Once the line with "yard in this photo, one line per instance." is found in the data, output it and each following line exactly, up to and including the line with "hedge in this photo, one line per instance.", and nothing before or after.
##### Records #####
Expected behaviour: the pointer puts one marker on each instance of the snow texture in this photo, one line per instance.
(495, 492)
#####
##### Records #####
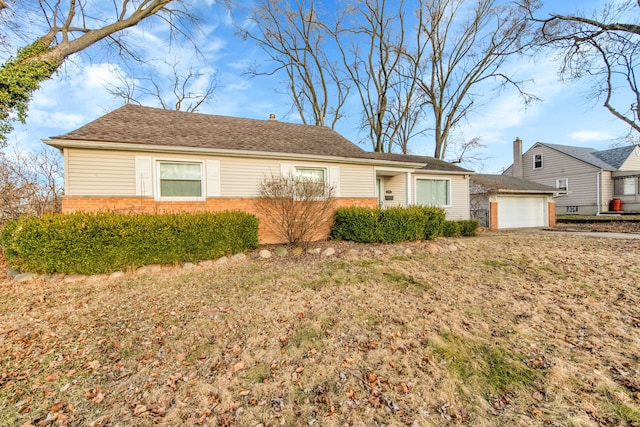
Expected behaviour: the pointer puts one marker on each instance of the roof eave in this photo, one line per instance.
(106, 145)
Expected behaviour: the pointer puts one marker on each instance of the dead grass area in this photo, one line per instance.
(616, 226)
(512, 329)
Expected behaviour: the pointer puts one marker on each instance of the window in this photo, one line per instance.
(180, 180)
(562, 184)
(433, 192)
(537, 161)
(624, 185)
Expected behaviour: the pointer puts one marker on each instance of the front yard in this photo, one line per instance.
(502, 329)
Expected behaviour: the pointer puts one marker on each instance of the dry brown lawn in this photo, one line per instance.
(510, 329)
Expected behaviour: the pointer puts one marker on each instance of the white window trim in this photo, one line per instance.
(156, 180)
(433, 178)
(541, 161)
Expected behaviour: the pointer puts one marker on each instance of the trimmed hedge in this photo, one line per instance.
#####
* _Reply_
Expected behaviour: the pointer puts one marker on each instance of the front yard in this photo, one line per instance.
(502, 329)
Expected behaviour: the pointer puts one marker on each instance of the dry brown lawn in this photo, one line per instance.
(510, 329)
Expected behaviour: the pointer puts one marker on each instance of the white window trim in this photo, one line per instance.
(156, 180)
(433, 178)
(541, 161)
Expected behaviour: the pointer puts one marker on each instance of the trimmed hedge in this photo, one line per instance.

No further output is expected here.